La mécanique du don est loin d’être assimilée et exprimée dans nos cultures. Même si nous profitons de ses bienfaits au quotidien, nous subissons les conséquences malheureuses lorsque la mécanique n’est pas respectée.

La mécanique du don.

Le don est une danse à 4 temps. Les principes en sont simples : Demander – Donner – Recevoir – Rendre. Chacune de ces étapes, si elle est mal réalisée, rompt le cercle vertueux promis.

Pour illustrer le processus, Jean-Edouard Grésy et Alain Caillé, dans “La révolution du don”, décrivent un match de football entre une équipe professionnelle et amateure. D’un côté, des joueurs expérimentés et très techniques, de l’autre, une équipe soudée… par le don.

Que se passe-t-il ?

Sur le papier, l’équipe professionnelle devait gagner.

À  gauche du terrain, on tente les exploits personnels, on ne passe pas la balle au joueur bien placé, les consignes de l’entraîneur ne sont pas respectées.

En face, l’attaquant fait des appels de balle qui sont entendus. Alors bien sûr, il se donne à fond pour transformer la passe. Lorsque l’équipe subit une attaque, les avants ne comptent pas leurs efforts pour remonter et aider les défenseurs. À  force, l’équipe attrape des automatismes, une confiance telle, que la faute individuelle ne peut plus être reprochée. 

Du côté de la petite équipe, la mécanique du don est appliquée : plus personne ne sait de qui il est redevable, et cela n’a plus d’importance, car des liens forts et une confiance inébranlable habite l’équipe. 

Mais face à ce bloc humain, rien n’est moins sûr.

Inutile de dire que quelle que soit l’issue du match, l’équipe amateur aura passé un moment de bonheur, aussi bien sportif qu’humain.

···

Consigne:
D'après le texte sur la mécanique du don, quels sont les quatre temps du don ?

Données brutes:
···

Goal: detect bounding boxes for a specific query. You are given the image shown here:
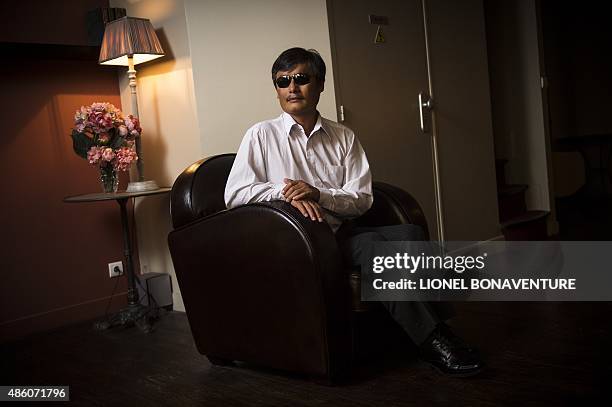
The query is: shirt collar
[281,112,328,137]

···

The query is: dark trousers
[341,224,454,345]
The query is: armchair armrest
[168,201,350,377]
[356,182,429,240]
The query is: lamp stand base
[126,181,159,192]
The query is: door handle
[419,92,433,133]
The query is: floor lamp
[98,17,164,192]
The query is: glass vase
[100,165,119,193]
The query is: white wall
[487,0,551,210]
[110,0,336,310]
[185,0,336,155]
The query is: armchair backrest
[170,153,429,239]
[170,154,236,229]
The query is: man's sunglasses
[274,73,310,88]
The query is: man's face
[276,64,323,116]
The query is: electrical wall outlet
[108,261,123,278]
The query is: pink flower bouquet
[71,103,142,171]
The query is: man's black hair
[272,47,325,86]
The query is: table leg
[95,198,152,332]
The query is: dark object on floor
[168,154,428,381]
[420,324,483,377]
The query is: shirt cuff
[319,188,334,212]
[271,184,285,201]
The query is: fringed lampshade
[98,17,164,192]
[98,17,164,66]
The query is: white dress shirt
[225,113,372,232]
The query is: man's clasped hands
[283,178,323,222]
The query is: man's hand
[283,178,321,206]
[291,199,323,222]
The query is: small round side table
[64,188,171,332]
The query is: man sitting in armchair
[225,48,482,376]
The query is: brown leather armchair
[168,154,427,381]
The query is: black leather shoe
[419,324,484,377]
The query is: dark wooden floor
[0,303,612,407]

···

Résultat:
Demander, donner, recevoir et rendre.